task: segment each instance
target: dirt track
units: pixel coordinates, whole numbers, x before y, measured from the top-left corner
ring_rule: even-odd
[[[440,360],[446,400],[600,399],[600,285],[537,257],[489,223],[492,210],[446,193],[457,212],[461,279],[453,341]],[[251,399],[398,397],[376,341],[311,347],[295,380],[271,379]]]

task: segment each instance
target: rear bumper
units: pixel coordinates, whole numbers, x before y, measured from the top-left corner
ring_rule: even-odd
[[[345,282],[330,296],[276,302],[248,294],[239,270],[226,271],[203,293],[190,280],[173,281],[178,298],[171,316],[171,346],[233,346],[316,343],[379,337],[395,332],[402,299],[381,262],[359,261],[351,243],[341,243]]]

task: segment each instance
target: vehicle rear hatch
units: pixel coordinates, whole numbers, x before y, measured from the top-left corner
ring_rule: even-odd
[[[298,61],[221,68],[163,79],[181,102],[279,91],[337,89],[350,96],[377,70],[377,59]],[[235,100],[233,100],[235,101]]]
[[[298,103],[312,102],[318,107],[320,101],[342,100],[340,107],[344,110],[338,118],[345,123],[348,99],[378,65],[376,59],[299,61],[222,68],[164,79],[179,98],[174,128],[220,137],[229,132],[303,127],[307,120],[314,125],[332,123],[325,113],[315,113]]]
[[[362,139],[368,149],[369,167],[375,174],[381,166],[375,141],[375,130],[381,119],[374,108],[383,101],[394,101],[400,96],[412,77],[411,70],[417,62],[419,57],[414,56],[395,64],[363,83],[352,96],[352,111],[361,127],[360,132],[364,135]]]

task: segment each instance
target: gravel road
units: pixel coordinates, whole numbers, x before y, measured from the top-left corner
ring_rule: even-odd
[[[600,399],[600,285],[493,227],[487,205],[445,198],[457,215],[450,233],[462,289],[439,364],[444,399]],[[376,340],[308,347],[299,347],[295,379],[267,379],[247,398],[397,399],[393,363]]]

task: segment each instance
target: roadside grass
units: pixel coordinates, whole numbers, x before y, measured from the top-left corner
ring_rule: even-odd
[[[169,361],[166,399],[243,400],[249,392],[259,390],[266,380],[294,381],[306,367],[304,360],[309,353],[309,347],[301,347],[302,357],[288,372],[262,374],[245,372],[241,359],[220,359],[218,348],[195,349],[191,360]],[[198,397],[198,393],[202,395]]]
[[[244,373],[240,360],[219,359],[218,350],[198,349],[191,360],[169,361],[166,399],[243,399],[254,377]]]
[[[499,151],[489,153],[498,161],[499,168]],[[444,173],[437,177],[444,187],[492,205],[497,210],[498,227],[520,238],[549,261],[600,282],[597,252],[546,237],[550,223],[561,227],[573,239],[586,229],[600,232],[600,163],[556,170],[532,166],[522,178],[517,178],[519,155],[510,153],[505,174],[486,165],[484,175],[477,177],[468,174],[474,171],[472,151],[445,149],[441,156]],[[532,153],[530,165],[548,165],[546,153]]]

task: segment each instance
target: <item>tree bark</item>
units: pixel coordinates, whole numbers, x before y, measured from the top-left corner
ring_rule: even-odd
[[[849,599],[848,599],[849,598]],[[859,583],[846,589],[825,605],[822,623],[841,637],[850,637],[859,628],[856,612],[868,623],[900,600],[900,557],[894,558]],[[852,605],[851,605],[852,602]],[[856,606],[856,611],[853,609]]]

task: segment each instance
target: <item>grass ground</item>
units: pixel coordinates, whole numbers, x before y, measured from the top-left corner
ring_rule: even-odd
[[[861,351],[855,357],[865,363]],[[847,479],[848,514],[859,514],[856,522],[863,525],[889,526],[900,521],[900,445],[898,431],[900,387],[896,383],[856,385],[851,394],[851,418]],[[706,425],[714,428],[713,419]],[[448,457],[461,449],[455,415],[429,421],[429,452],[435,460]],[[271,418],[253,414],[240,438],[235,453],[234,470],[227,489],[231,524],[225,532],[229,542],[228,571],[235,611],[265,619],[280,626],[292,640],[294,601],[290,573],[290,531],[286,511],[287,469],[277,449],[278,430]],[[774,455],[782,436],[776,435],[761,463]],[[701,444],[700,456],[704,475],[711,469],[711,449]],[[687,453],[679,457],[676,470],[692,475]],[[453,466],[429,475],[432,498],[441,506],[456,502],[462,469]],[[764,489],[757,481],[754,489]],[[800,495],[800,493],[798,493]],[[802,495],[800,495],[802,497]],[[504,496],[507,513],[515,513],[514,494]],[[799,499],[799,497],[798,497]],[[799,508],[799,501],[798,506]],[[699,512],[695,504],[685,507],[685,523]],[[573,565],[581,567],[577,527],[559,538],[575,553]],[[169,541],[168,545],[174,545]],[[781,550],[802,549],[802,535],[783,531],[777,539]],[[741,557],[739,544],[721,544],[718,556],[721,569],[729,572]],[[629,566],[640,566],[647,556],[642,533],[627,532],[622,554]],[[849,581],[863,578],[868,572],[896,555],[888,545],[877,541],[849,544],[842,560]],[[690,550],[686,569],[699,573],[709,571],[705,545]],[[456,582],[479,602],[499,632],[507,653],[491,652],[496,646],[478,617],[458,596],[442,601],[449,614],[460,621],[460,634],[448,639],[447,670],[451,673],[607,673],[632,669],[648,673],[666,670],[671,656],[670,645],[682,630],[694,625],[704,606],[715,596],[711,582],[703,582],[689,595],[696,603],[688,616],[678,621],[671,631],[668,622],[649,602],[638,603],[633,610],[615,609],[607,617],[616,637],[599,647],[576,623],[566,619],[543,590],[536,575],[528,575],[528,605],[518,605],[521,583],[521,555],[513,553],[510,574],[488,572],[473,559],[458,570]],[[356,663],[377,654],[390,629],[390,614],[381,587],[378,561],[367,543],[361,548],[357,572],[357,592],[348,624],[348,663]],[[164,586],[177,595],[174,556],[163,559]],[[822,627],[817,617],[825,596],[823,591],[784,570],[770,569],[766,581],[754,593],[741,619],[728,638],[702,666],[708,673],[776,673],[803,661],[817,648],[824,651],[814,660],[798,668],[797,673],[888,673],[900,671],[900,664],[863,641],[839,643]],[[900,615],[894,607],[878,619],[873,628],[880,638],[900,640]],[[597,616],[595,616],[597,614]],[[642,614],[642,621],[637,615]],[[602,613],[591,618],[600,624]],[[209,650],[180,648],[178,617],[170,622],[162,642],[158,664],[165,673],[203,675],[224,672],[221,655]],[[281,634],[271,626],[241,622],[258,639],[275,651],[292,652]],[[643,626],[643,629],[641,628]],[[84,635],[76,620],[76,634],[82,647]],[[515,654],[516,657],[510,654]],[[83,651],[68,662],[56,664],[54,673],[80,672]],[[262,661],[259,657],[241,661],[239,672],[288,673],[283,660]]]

▶ **Problem requirements**
Search the data above for "target" and copy every line where it turns up.

▶ **Answer box**
target: dirt track
target: rear bumper
target: vehicle rear hatch
target: gravel road
target: roadside grass
target: <item>tree bark</item>
target: <item>grass ground</item>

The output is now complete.